▽

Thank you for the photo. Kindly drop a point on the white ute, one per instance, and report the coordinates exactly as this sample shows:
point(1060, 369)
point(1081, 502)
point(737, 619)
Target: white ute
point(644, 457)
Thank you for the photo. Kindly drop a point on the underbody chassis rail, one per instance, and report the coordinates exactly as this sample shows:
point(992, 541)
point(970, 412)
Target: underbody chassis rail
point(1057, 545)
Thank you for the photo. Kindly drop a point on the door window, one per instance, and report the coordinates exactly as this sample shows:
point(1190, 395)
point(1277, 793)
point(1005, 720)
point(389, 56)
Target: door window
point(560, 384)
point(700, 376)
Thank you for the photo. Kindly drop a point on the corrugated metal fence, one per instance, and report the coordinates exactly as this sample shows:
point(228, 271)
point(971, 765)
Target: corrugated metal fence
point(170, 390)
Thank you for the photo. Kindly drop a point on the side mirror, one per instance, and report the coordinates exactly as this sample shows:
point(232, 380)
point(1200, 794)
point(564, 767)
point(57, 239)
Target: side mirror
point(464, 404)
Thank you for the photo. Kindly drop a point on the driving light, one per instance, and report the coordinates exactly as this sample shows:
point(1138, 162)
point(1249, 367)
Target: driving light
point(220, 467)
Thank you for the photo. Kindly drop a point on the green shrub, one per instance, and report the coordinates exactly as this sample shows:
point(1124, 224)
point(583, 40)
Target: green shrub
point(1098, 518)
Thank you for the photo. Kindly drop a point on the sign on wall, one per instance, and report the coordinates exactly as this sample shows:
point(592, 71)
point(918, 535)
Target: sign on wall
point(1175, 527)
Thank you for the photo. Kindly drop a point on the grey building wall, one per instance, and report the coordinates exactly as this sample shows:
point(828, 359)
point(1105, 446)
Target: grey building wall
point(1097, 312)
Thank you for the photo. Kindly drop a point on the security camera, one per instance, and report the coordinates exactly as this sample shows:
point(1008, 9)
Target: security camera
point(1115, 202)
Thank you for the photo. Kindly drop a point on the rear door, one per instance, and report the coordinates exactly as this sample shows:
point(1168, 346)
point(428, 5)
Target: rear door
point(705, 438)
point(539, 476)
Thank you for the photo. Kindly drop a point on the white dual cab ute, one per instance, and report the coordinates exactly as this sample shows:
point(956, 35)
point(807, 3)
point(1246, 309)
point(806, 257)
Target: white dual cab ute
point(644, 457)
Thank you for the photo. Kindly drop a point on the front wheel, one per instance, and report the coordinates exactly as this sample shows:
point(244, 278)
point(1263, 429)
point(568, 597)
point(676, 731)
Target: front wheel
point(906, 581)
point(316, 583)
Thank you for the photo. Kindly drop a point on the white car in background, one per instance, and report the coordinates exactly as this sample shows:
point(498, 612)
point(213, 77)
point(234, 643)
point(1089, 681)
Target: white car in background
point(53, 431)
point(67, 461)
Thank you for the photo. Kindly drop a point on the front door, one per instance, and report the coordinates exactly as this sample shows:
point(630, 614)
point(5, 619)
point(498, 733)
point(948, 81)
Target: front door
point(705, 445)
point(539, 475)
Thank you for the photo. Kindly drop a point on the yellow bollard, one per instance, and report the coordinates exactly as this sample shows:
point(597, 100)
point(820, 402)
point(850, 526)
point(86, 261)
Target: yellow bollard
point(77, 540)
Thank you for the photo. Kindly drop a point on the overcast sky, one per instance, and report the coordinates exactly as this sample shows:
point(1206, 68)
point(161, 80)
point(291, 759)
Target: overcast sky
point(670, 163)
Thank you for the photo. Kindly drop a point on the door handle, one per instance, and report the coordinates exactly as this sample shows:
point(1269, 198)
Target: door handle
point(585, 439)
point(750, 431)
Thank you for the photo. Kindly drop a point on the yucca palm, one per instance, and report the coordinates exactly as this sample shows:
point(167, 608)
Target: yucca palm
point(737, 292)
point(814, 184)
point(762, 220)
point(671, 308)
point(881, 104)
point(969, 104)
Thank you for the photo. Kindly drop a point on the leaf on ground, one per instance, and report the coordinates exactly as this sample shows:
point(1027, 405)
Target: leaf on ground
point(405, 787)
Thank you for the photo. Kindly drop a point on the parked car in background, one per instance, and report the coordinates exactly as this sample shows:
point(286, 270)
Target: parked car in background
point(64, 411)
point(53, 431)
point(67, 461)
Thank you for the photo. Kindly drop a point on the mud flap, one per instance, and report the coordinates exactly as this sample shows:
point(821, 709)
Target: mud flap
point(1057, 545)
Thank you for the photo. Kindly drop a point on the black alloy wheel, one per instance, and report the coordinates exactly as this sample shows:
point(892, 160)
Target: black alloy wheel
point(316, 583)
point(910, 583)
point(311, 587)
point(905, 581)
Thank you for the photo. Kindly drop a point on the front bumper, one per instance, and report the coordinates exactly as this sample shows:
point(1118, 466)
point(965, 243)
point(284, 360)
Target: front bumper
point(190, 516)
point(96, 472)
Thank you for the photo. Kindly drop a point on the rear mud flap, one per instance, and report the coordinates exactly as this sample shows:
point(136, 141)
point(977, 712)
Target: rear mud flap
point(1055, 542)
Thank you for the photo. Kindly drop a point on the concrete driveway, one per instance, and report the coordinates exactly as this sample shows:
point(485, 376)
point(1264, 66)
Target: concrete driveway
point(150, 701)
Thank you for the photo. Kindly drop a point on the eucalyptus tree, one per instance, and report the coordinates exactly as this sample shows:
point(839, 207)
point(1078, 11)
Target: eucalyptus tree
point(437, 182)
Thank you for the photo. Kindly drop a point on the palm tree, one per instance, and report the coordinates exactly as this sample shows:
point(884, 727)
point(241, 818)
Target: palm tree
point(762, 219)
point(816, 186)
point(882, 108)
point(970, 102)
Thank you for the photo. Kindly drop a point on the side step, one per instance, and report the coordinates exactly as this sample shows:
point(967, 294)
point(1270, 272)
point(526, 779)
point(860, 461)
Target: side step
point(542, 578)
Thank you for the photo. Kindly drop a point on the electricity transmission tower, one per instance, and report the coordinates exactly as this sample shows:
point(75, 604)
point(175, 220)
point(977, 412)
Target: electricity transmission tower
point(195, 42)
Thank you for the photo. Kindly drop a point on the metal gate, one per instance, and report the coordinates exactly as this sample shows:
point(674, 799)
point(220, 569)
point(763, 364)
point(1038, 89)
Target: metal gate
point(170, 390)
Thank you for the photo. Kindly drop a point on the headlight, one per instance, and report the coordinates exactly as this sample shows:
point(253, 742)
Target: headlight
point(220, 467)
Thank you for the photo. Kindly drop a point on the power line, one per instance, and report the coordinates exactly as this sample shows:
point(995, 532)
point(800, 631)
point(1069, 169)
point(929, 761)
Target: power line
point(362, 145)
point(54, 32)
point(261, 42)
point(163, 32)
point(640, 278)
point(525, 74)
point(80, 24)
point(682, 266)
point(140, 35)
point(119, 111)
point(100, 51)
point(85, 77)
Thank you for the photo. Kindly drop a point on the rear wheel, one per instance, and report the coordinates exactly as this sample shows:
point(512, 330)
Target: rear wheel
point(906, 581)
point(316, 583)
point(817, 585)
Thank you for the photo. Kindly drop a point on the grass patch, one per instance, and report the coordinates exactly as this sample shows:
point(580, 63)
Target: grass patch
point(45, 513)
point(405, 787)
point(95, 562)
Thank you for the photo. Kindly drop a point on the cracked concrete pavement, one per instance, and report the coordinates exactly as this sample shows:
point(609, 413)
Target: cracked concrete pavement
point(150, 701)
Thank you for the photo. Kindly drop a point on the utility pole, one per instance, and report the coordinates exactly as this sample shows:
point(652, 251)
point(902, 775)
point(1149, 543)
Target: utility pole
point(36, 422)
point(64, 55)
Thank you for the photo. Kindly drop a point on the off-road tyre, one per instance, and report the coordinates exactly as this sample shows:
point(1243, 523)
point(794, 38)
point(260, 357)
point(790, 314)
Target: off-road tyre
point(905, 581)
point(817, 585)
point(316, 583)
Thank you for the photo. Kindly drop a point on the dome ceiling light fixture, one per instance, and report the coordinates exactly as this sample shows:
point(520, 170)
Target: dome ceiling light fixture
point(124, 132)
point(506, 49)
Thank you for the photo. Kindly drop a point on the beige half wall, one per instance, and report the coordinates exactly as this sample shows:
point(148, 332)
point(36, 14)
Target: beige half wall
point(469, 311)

△
▽

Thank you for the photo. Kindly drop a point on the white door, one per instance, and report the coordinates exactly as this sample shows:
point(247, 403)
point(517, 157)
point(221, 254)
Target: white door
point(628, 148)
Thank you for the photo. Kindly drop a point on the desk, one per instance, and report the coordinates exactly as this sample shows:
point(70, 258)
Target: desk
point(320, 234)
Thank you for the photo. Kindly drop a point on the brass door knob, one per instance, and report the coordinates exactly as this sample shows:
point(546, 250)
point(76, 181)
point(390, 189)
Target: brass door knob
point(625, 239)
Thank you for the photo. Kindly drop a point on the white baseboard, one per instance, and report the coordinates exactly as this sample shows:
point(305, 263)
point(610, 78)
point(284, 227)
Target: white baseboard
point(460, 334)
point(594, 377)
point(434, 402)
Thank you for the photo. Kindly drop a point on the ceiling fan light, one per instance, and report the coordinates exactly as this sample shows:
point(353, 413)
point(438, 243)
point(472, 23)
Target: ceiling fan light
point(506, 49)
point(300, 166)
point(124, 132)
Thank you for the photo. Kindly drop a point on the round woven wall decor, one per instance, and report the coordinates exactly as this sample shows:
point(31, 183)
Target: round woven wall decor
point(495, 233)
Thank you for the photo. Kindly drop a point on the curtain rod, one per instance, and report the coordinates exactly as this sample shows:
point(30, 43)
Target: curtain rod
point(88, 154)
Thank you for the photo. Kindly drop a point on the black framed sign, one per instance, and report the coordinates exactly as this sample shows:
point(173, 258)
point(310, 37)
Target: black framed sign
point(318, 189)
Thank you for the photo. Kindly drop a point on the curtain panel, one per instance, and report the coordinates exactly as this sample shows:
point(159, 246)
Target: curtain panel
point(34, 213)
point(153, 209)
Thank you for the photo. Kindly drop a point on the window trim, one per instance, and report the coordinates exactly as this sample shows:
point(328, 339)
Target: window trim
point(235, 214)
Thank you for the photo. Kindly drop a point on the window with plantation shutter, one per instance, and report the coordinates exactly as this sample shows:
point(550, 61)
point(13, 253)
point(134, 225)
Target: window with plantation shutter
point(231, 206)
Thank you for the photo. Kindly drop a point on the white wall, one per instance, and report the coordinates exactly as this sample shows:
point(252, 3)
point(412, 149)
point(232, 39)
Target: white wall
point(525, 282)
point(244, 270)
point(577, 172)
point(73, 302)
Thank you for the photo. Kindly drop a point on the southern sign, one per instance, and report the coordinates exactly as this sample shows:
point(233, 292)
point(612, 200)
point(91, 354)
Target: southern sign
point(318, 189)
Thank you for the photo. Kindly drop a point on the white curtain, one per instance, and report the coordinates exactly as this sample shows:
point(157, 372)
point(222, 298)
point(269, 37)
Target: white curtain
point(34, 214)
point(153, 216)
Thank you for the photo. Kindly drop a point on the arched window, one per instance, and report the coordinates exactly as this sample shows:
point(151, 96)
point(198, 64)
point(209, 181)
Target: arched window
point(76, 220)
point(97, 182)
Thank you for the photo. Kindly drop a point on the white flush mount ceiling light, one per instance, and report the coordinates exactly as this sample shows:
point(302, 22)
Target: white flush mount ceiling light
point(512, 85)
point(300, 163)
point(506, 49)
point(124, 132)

△
▽

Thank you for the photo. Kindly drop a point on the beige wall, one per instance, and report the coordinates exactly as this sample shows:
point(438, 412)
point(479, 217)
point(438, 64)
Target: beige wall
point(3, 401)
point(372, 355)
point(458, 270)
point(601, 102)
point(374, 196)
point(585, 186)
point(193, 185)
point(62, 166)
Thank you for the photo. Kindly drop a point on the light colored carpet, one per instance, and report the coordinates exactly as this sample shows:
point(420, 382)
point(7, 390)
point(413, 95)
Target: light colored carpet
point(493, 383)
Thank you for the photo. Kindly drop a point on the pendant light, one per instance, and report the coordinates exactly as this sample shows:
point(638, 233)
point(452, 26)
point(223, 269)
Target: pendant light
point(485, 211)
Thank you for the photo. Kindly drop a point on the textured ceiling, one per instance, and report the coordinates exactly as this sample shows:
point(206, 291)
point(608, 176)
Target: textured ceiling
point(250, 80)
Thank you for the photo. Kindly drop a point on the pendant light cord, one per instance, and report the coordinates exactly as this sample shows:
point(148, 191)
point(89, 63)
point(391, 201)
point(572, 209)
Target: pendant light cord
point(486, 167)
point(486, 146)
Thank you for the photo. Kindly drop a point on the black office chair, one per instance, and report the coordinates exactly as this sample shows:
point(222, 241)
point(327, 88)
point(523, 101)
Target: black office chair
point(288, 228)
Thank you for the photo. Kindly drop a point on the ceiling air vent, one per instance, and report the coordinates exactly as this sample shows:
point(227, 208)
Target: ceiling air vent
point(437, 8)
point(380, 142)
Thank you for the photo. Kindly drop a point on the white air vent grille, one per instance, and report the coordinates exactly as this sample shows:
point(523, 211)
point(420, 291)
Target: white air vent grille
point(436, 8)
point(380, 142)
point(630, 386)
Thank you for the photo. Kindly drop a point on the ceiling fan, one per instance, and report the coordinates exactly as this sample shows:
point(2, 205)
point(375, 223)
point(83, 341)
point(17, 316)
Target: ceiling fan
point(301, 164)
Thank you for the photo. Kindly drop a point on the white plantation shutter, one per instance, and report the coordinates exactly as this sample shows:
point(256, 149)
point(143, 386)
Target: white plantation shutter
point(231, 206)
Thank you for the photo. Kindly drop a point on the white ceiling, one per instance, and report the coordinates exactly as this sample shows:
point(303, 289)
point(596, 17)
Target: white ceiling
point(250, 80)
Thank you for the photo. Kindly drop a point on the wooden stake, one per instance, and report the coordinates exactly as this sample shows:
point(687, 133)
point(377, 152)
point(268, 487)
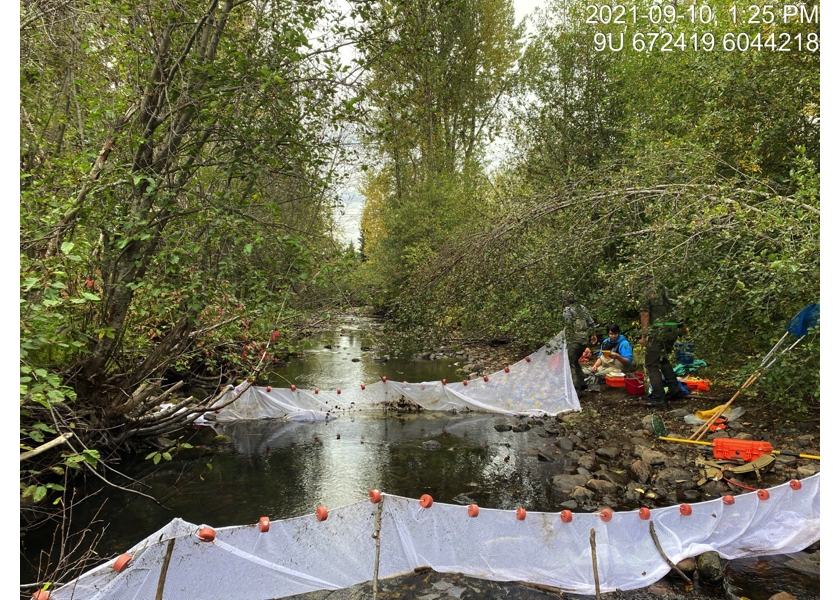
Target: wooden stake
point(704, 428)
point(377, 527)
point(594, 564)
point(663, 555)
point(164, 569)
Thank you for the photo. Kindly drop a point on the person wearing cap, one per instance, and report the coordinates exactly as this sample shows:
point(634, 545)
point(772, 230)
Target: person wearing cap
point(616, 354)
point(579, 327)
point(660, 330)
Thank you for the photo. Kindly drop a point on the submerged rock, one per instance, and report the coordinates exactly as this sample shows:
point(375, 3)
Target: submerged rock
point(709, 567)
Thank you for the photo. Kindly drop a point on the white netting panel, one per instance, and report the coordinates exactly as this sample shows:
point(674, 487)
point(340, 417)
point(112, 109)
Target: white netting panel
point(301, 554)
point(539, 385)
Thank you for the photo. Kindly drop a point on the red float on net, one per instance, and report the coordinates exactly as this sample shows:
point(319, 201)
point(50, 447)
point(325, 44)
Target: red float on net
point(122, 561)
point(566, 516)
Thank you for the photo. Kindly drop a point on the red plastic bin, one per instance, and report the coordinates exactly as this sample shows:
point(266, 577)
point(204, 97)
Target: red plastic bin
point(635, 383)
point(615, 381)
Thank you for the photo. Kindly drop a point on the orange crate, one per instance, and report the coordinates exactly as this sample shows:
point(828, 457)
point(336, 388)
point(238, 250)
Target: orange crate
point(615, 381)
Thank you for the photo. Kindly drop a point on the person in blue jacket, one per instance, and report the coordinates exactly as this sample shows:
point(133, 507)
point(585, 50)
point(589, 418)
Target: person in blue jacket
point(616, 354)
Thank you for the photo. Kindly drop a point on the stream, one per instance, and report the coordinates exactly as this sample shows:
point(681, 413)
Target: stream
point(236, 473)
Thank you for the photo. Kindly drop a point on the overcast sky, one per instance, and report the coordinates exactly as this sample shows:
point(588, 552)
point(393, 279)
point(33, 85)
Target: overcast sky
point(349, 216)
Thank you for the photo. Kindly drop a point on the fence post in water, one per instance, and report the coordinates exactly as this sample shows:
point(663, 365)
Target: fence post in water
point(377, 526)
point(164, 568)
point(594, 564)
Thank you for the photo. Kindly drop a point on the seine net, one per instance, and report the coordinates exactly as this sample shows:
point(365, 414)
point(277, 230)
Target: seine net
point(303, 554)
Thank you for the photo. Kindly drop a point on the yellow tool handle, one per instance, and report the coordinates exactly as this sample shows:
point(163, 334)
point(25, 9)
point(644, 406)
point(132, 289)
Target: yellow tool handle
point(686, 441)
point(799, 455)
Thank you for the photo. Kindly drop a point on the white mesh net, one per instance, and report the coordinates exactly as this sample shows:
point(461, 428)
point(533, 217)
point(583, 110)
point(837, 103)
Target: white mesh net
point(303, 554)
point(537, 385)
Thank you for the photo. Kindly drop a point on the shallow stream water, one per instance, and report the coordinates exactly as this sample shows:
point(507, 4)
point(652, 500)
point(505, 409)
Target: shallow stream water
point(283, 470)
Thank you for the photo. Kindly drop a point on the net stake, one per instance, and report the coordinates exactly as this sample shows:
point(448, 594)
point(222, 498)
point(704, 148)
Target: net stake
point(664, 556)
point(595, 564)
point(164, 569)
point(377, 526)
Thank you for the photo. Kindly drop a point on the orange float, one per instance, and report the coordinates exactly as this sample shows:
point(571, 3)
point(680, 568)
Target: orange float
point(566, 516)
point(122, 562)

△

- **Exercise directions**
Identify every line in the data above that contains the string "plastic" and copy each of those lines.

- **Problem solution**
Thank you for the photo. Kindly drop a point on the red plastic bin, one per instance, and report the coordinates exactly as this sample shows:
Target: red plastic bin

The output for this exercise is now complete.